The answer must consist of each line below that contains the word "tree", copied in full.

☆ ☆ ☆ ☆

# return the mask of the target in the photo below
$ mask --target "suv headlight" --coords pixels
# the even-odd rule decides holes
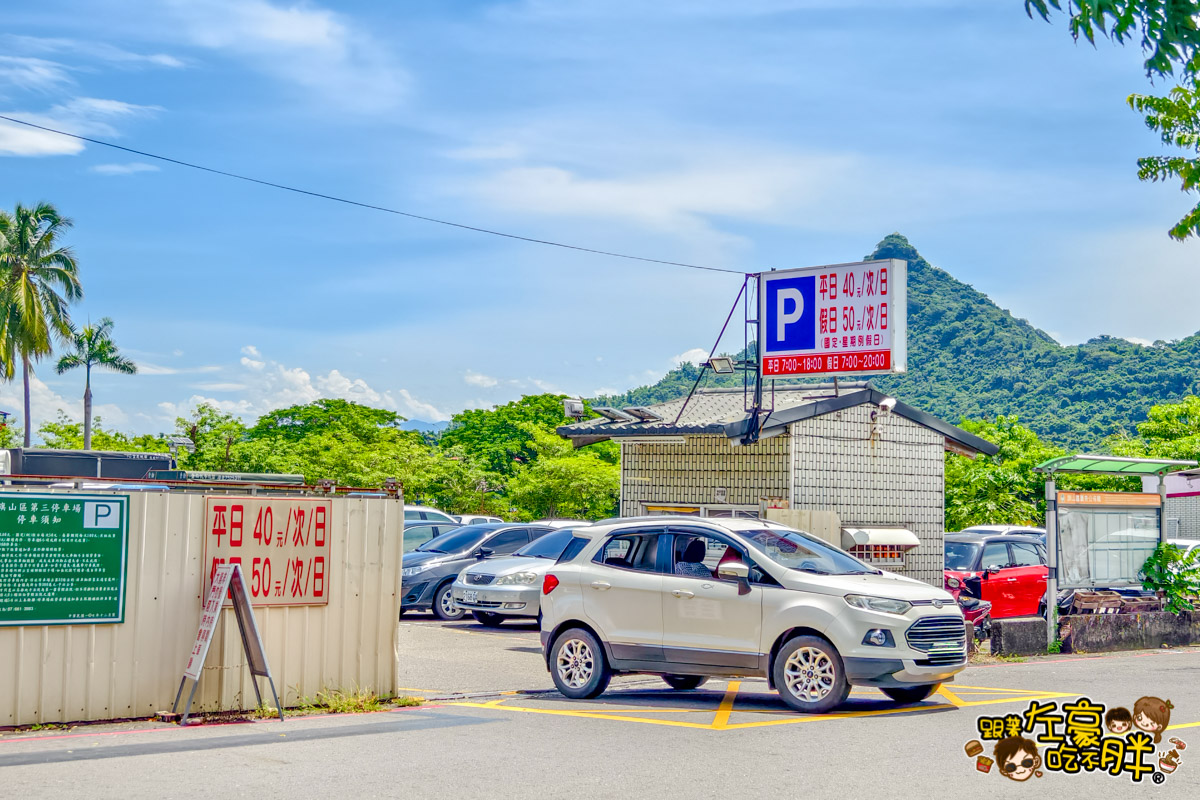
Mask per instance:
[[[436,566],[437,566],[437,564],[426,563],[426,564],[417,564],[417,566],[415,566],[415,567],[405,567],[404,569],[400,570],[400,577],[411,578],[413,575],[420,575],[425,570],[433,569]]]
[[[537,583],[536,572],[514,572],[512,575],[502,575],[496,581],[497,586],[512,586],[513,584],[532,585]]]
[[[846,603],[855,608],[861,608],[866,611],[882,611],[885,614],[904,614],[912,608],[912,603],[906,600],[871,597],[865,594],[848,594],[846,595]]]

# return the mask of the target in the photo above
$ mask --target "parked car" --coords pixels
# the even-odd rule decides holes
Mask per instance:
[[[1016,533],[1025,536],[1035,536],[1046,543],[1046,529],[1032,525],[972,525],[963,528],[959,533]]]
[[[1200,539],[1167,539],[1168,544],[1173,544],[1183,551],[1186,558],[1196,548],[1200,547]]]
[[[541,618],[542,576],[574,537],[569,528],[547,533],[512,554],[472,564],[454,582],[454,604],[484,625]]]
[[[615,674],[674,689],[766,678],[824,712],[851,684],[915,703],[966,666],[966,625],[940,588],[755,519],[641,517],[572,531],[542,581],[542,647],[570,698]]]
[[[451,514],[457,521],[463,525],[482,525],[485,522],[504,522],[499,517],[479,517],[471,514]]]
[[[457,522],[436,522],[423,519],[404,520],[404,552],[416,550],[430,539],[461,528]]]
[[[947,533],[945,576],[992,604],[992,619],[1038,613],[1046,596],[1046,547],[1016,533]]]
[[[591,525],[586,519],[538,519],[532,525],[547,525],[551,528],[578,528],[581,525]]]
[[[454,604],[452,590],[458,573],[480,559],[512,555],[550,530],[544,525],[489,522],[430,539],[401,557],[400,613],[433,611],[444,620],[462,619],[464,611]]]
[[[405,506],[404,519],[423,519],[431,522],[457,522],[458,520],[447,514],[445,511],[438,511],[436,508],[429,506]]]

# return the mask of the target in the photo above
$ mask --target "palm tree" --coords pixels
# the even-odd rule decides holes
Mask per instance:
[[[54,371],[62,375],[69,369],[83,367],[87,379],[83,384],[83,449],[92,449],[92,367],[104,367],[122,375],[133,375],[137,364],[121,355],[112,340],[113,321],[108,317],[95,325],[85,325],[71,337],[75,352],[58,360]]]
[[[29,447],[30,362],[50,355],[53,338],[71,337],[67,304],[83,297],[79,266],[59,234],[71,227],[49,203],[12,215],[0,212],[0,374],[11,379],[17,356],[25,383],[25,446]]]

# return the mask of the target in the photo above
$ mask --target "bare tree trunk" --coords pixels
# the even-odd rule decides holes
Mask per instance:
[[[21,375],[25,379],[25,446],[29,447],[32,420],[29,419],[29,356],[21,355]]]
[[[83,449],[92,449],[92,368],[87,370],[87,381],[83,388]]]

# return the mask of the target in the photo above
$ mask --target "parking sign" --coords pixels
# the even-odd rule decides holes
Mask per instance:
[[[904,372],[907,266],[887,259],[760,274],[763,377]]]

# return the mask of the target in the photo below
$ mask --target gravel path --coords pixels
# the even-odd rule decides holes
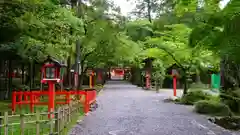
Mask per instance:
[[[237,135],[209,123],[191,108],[164,103],[169,95],[111,81],[98,96],[99,108],[69,135]]]

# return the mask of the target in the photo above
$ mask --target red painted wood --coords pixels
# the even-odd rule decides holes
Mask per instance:
[[[173,96],[177,96],[177,77],[173,76]]]
[[[71,103],[71,95],[78,95],[80,97],[79,100],[81,100],[82,96],[85,96],[84,101],[84,113],[88,113],[90,110],[90,104],[96,102],[96,96],[97,91],[95,89],[90,91],[83,91],[83,90],[71,90],[71,91],[56,91],[54,89],[54,82],[49,82],[49,90],[48,91],[14,91],[12,94],[12,111],[16,111],[16,107],[19,107],[21,109],[22,105],[29,105],[30,110],[34,111],[35,105],[47,105],[48,111],[51,110],[54,111],[55,104],[70,104]],[[55,102],[55,96],[56,95],[65,95],[64,101]],[[41,96],[48,96],[49,101],[48,102],[41,102],[40,97]],[[22,97],[24,97],[24,100],[22,100]],[[53,117],[53,115],[52,115]],[[52,118],[49,115],[49,118]]]

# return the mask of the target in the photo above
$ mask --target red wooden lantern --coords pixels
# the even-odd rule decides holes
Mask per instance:
[[[66,65],[61,64],[57,60],[54,60],[48,57],[47,60],[44,61],[42,66],[42,83],[46,83],[47,81],[55,81],[62,82],[62,77],[60,75],[60,69],[65,67]]]
[[[44,61],[42,66],[42,80],[41,83],[48,83],[48,112],[54,110],[54,101],[55,101],[55,84],[62,81],[60,75],[61,67],[65,65],[61,64],[60,62],[48,57],[47,60]],[[49,118],[53,117],[49,115]]]

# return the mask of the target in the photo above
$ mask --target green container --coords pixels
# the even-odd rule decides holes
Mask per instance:
[[[211,75],[211,88],[220,89],[221,77],[220,73]]]

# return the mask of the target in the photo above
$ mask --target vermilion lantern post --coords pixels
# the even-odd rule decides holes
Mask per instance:
[[[146,70],[146,89],[150,89],[150,72]]]
[[[94,75],[95,75],[93,69],[88,69],[87,74],[89,76],[89,88],[93,88],[93,86],[94,86],[93,79],[94,79]]]
[[[97,72],[97,78],[98,78],[98,81],[102,82],[102,71]]]
[[[90,80],[89,80],[89,87],[93,88],[93,77],[94,77],[94,71],[92,70],[92,72],[90,73]]]
[[[172,77],[173,77],[173,96],[177,96],[177,76],[178,72],[176,69],[172,69]]]
[[[48,84],[48,112],[54,111],[54,105],[55,105],[55,84],[62,82],[62,78],[60,76],[60,68],[64,65],[60,64],[58,61],[51,59],[48,57],[48,59],[45,61],[45,63],[42,66],[41,72],[42,72],[42,80],[41,83],[47,83]],[[50,117],[53,117],[54,115],[49,115]]]

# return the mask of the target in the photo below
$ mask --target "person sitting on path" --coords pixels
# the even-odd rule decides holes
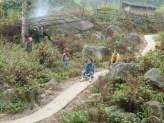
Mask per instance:
[[[28,42],[26,43],[26,51],[27,55],[30,56],[30,53],[32,52],[32,37],[28,37]]]
[[[65,48],[65,53],[63,54],[63,61],[64,61],[64,67],[69,68],[69,60],[70,60],[70,54],[69,49]]]
[[[94,64],[92,63],[92,59],[88,58],[88,64],[85,67],[85,72],[82,72],[82,79],[81,82],[84,81],[84,76],[89,76],[89,82],[92,81],[93,78],[93,74],[94,74]]]
[[[108,65],[107,65],[107,69],[110,68],[110,65],[111,64],[113,64],[113,63],[119,63],[119,62],[121,62],[120,55],[118,54],[118,50],[117,49],[114,49],[114,53],[112,55],[112,59],[109,60]]]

☆ ☆ ☆ ☆

**TASK RESULT**
$ mask --target "palm tree" --coords pixels
$ mask --target "bare tree trunk" --coords pixels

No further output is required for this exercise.